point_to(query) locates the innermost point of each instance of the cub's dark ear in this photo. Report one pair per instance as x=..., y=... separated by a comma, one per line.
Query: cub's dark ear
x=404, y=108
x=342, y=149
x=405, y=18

==================================================

:: Task description ::
Put every line of the data above into a Markdown table with two columns, Row and Line. Number the rows in order and omit any blank lines.

:: Exercise response ::
| Row | Line |
|---|---|
| 1 | point_to(query) locates the innermost point of each instance of the cub's dark ear in this photo. Report one pair per instance as x=..., y=... separated by a comma, one per line. |
| 2 | Query: cub's dark ear |
| 3 | x=404, y=108 |
| 4 | x=342, y=149 |
| 5 | x=405, y=18 |